__SELECTED EXTRACT__:
-- START --

I'm not so sure so work on this would definitely be appreciated.
> >
> > * Make TREE_NO_WARNING more fine-grained
> > (inspired by comment #7 of PR74762 [3])
> > TREE_NO_WARNING is currently used as a catch-all marker that inhibits all
> > warnings related to the marked expression. The problem with this is that
> > if some warning routine sets the flag for its own purpose,
> > then that later may inhibit another unrelated warning from firing, see for
> > example PR74762. Implementing a more fine-grained mechanism for
> > inhibiting particular warnings would eliminate such issues.
> Might be interesting. You'd probably need to discuss the details further.
I guess an implementation could use TREE_NO_WARNING (or gimple_no_warning_p)
as indicator that there's out-of-bad detail information which could be stored as
a map keyed off either a location or a tree or gimple *.
> >
> > * Make -Wmaybe-uninitialized more robust
> > (Inspired by the recent thread to move -Wmaybe-uninitialized to
> > -Wextra [4])
> > Right now the pass generates too many false-positives, and hopefully that
> > can be fixed somewhat.
> > I think a distinction could be made between the following two scenarios in
> > which a false-positive warning is emitted:
> > 1. the pass incorrectly proves that there exists an execution path that
> > results in VAR being used uninitialized due to a deficiency in the
> > implementation, or
> > 2. the pass gives up on exhaustively verifying that all execution paths
> > use VAR initialized (e.g. because there are too many paths to check).
> > The MAX_NUM_CHAINS, MAX_CHAIN_LEN, etc constants currently control
> > when this happens.
> > I'd guess that a significant fraction of false-positives occur due to the
> > second case, so maybe it would be worthwhile to allow the user to suppress
> > warnings of this second type by specifying a warning level argument, e.g.
> > -Wmaybe-uninitialized=1|2.
> > Still, false-positives are generated in the first case too, see e.g.
> > PR61112. These can be fixed by improving the pass to understand such
> > control flow.
> I'd suggest you look at my proposal from 2005 if you want to improve
> some of this stuff.
>
> You might also look at the proposal to distinguish between simple
> scalars that are SSA_NAMEs and the addressable/aggregate cases.
>
> In general I'm not a fan of extending the predicate analysis as-is in
> tree-ssa-uninit.c. I'd first like to see it broken into an independent
> analysis module. The analysis it does has applications for other
> warnings and optimizations. Uninit warnings would just be a client of
> hte generic analysis pass.
>
> I'd love a way to annotate paths (or subpaths, or ssa-names) for cases
> where the threaders identify a jump threading path, but don't actually
> optimize it (often because it's a cold path or to avoid code bloat
> problems). THese unexecutable paths that we leave in the CFG are often
> a source of false positives when folks use -O1, -Os and profile directed
> optimizations. Bodik has some thoughts in this space, but I haven't
> really looked to see how feasible they are in the real world.
>
> >
> > * Bug fixing in the C++ frontend / general C++ frontend improvements
> > There are 100s of open PRs about the C++ frontend, and the goal here
> > would just be to resolve as many as one can over the summer.

-- END --

__PROBLEM SET__:
• 1. Set down, word for word, the passage of the discussion excerpt between "I'm not so sure" and "TREE_NO_WARNING (or gimple_no_warning_p)", inclusive.
• 2. In the discussion excerpt, what inspired the proposal to make TREE_NO_WARNING more fine-grained?

__ENTRIES SUPPLIED__:

-- START --

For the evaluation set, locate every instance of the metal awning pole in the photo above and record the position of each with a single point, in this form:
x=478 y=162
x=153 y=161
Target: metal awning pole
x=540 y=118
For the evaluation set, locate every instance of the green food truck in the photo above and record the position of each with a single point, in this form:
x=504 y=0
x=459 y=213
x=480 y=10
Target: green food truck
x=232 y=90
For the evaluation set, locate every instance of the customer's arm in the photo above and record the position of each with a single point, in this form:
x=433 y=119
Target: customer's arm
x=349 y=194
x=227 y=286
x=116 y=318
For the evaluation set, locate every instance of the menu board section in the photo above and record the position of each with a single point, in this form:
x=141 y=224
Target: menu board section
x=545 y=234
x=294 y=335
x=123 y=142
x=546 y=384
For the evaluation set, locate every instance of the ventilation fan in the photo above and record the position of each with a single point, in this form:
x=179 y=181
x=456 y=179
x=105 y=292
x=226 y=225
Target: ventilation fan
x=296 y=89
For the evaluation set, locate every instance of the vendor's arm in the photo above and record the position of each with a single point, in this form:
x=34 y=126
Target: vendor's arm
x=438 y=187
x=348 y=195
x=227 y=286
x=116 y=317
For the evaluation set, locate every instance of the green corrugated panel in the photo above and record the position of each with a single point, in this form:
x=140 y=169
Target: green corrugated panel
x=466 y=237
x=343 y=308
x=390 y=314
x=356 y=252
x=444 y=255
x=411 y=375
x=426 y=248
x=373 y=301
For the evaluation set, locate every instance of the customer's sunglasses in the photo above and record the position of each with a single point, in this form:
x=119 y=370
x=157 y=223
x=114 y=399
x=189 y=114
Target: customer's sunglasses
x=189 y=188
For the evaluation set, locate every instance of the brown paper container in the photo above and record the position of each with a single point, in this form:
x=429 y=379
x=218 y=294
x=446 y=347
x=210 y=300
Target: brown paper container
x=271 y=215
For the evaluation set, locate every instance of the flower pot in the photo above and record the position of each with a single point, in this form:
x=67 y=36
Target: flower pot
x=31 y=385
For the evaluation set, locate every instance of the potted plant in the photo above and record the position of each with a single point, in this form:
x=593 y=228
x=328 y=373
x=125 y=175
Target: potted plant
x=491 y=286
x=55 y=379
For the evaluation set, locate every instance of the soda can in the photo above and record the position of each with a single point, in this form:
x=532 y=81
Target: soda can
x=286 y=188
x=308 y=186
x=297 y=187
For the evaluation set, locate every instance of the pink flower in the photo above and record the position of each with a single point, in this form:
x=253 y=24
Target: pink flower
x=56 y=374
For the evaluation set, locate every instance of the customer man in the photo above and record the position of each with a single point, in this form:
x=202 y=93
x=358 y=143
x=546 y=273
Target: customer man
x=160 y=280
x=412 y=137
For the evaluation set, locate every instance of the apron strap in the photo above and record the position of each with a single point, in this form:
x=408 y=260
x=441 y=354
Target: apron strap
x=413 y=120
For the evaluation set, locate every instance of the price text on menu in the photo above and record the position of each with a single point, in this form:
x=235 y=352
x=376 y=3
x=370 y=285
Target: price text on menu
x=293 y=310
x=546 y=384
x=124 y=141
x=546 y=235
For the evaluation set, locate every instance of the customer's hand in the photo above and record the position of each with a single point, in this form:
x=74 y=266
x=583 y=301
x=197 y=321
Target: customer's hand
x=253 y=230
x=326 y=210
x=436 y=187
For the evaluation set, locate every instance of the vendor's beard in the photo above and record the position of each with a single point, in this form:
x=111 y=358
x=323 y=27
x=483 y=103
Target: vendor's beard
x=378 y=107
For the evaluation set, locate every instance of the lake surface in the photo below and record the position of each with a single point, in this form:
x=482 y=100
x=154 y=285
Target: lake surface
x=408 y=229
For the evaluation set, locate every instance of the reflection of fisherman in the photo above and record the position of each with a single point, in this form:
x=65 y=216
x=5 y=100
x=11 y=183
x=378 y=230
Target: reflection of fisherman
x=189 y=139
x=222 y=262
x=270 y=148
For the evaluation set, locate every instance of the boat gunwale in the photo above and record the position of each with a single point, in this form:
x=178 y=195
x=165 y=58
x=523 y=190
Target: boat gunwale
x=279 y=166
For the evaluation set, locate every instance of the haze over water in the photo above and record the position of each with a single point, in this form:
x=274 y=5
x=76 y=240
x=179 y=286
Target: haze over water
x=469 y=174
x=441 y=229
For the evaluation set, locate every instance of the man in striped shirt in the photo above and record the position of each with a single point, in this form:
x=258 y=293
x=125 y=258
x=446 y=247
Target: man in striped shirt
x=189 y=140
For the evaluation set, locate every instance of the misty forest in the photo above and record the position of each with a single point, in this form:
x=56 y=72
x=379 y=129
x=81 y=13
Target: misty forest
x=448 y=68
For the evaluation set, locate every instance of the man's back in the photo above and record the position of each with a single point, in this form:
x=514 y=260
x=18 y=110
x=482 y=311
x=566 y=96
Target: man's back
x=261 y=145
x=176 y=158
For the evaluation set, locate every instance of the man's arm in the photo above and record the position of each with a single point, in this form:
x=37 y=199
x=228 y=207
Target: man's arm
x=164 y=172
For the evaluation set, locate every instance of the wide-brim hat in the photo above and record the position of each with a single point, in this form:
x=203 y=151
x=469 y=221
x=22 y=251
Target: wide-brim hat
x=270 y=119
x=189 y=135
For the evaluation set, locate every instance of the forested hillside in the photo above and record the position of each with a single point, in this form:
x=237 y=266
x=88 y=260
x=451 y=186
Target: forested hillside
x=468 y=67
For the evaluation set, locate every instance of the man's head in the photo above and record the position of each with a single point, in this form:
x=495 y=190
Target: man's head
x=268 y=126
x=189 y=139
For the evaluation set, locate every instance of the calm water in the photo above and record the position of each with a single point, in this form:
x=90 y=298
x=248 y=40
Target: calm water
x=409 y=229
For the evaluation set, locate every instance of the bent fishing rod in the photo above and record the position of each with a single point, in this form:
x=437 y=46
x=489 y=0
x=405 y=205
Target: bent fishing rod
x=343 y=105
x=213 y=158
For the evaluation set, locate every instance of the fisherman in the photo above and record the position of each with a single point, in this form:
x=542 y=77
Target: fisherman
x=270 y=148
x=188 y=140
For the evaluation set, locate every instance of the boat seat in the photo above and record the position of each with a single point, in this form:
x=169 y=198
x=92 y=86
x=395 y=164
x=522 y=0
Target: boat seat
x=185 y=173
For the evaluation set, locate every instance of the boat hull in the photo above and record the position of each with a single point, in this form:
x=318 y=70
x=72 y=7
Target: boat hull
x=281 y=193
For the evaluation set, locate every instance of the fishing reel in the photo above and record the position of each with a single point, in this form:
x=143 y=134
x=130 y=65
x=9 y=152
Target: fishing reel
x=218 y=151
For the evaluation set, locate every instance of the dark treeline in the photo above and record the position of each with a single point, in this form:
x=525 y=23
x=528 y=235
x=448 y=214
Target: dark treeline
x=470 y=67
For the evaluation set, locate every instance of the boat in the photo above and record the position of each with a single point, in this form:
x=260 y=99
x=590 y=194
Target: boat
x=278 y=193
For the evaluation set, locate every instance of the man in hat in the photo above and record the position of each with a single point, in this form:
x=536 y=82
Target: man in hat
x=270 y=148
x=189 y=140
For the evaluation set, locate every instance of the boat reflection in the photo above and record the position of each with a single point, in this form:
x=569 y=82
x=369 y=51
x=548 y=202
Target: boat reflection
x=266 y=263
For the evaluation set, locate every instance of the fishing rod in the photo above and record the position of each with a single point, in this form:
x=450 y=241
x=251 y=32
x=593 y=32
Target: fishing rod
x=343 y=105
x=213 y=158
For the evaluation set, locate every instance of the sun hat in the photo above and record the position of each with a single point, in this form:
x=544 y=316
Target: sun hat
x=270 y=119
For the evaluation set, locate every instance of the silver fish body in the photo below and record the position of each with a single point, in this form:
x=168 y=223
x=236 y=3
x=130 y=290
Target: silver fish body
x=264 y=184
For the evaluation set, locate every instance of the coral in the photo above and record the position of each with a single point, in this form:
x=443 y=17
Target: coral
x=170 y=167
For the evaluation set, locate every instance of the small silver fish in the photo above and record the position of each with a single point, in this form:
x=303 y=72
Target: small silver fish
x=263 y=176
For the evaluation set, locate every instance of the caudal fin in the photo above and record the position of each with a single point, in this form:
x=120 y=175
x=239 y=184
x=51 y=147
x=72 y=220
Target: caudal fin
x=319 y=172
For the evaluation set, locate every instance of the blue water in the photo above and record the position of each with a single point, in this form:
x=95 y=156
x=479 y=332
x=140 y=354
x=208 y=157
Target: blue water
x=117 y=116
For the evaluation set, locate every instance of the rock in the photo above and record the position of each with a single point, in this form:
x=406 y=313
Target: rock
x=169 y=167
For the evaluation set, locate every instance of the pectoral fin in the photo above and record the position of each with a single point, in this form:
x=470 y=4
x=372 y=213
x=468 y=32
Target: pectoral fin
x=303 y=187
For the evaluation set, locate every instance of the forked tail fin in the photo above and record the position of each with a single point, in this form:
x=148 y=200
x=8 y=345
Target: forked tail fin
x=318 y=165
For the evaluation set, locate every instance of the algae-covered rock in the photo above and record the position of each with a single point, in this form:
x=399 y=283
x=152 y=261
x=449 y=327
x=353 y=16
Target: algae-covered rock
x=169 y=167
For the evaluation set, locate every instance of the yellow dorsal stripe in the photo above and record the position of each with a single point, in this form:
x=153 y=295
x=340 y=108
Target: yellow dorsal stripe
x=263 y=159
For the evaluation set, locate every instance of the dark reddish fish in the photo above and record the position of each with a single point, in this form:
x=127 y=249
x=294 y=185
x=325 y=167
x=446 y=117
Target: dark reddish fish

-- END --

__SOLUTIONS PER TASK__:
• 1.
I'm not so sure so work on this would definitely be appreciated.
> >
> > * Make TREE_NO_WARNING more fine-grained
> > (inspired by comment #7 of PR74762 [3])
> > TREE_NO_WARNING is currently used as a catch-all marker that inhibits all
> > warnings related to the marked expression. The problem with this is that
> > if some warning routine sets the flag for its own purpose,
> > then that later may inhibit another unrelated warning from firing, see for
> > example PR74762. Implementing a more fine-grained mechanism for
> > inhibiting particular warnings would eliminate such issues.
> Might be interesting. You'd probably need to discuss the details further.
I guess an implementation could use TREE_NO_WARNING (or gimple_no_warning_p)

• 2. Comment #7 of PR74762.